[ИСХОДНЫЕ ЗАПИСИ]

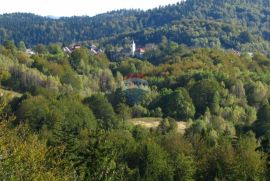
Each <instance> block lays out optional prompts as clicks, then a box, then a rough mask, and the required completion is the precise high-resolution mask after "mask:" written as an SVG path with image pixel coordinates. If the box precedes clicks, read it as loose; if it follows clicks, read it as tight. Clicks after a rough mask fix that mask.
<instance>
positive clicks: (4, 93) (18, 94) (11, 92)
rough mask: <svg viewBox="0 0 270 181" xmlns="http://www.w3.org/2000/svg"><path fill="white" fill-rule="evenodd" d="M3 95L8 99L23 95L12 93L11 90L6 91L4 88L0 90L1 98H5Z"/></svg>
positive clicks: (21, 94)
mask: <svg viewBox="0 0 270 181" xmlns="http://www.w3.org/2000/svg"><path fill="white" fill-rule="evenodd" d="M3 95H7V97H8V98H9V99H12V98H14V97H21V96H22V94H20V93H18V92H14V91H11V90H6V89H3V88H0V96H3Z"/></svg>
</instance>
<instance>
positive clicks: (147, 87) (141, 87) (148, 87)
mask: <svg viewBox="0 0 270 181" xmlns="http://www.w3.org/2000/svg"><path fill="white" fill-rule="evenodd" d="M143 77H144V75H143V74H128V75H127V76H126V77H125V80H124V84H123V89H124V90H127V89H142V90H145V91H148V90H149V85H148V82H147V80H144V79H143Z"/></svg>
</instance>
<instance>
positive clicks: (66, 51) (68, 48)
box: [63, 47, 72, 53]
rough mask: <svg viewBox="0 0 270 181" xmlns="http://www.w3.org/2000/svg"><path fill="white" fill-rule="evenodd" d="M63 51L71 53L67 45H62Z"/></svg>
mask: <svg viewBox="0 0 270 181" xmlns="http://www.w3.org/2000/svg"><path fill="white" fill-rule="evenodd" d="M63 51H64V52H65V53H72V51H71V50H70V49H69V48H68V47H64V48H63Z"/></svg>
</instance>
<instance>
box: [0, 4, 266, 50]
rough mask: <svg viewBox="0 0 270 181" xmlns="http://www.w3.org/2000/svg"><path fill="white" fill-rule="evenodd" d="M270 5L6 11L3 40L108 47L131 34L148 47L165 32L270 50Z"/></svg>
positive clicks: (256, 48) (259, 49)
mask: <svg viewBox="0 0 270 181" xmlns="http://www.w3.org/2000/svg"><path fill="white" fill-rule="evenodd" d="M269 6H270V5H269V2H268V1H263V0H256V1H245V0H237V1H231V0H222V1H215V0H207V1H203V2H202V1H199V0H188V1H185V2H182V3H178V4H175V5H169V6H165V7H159V8H155V9H153V10H149V11H140V10H119V11H114V12H110V13H106V14H101V15H97V16H95V17H70V18H60V19H50V18H45V17H40V16H35V15H32V14H20V13H19V14H5V15H1V18H0V35H1V36H0V37H1V39H0V42H2V43H3V41H4V40H8V39H12V40H14V41H15V42H16V44H18V43H19V41H21V40H23V41H24V42H25V43H26V45H27V46H33V45H37V44H39V43H42V44H50V43H55V42H63V43H65V44H69V43H72V42H78V41H89V40H102V42H103V43H101V45H102V46H103V47H105V46H108V45H111V44H112V45H115V44H117V43H119V41H122V40H123V39H124V38H125V37H130V38H131V39H135V41H136V42H137V43H138V44H140V45H142V46H143V45H145V44H146V43H157V42H158V41H160V39H161V37H162V36H164V35H165V36H167V38H168V39H170V40H172V41H175V42H177V43H179V44H186V45H188V46H192V47H205V46H207V47H222V48H227V49H228V48H234V49H237V50H241V51H256V50H260V51H264V53H267V52H268V51H269V40H270V32H269V29H268V27H269V22H270V20H269V18H270V12H269ZM104 37H106V38H104ZM98 43H100V42H99V41H98Z"/></svg>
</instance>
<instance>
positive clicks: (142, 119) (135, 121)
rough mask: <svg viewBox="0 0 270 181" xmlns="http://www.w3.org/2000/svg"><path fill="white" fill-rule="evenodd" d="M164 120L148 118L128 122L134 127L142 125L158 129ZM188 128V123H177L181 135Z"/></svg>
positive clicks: (145, 126) (150, 117) (139, 119)
mask: <svg viewBox="0 0 270 181" xmlns="http://www.w3.org/2000/svg"><path fill="white" fill-rule="evenodd" d="M161 120H162V118H152V117H146V118H134V119H129V120H128V122H129V123H131V124H133V125H141V126H143V127H145V128H156V127H157V126H158V125H159V123H160V121H161ZM186 128H187V123H186V122H183V121H179V122H177V131H178V132H180V133H184V132H185V129H186Z"/></svg>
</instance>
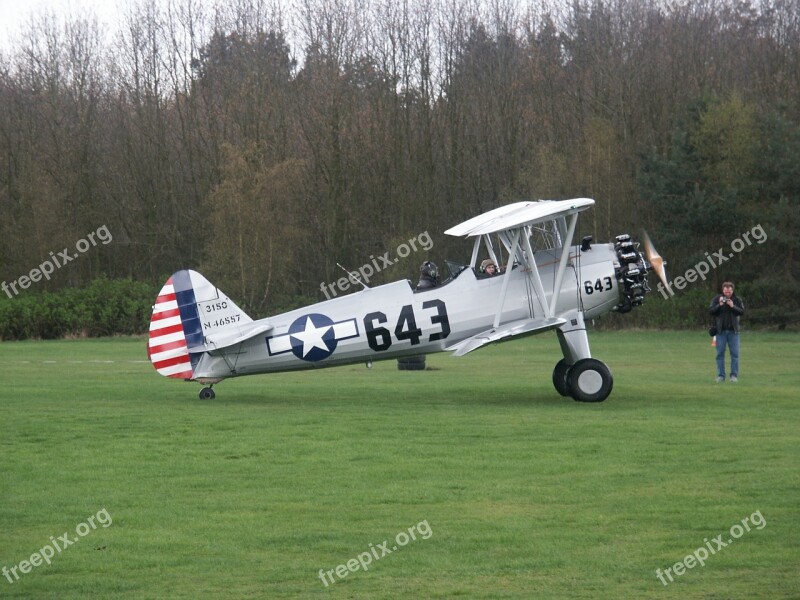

[ЦЕЛЬ ЗАДАНИЯ]
Назови, сколько строк в записях выше содержат слово «positive», учитывая регистр букв. Напиши только число.

[ОТВЕТ НА ЗАДАНИЕ]
7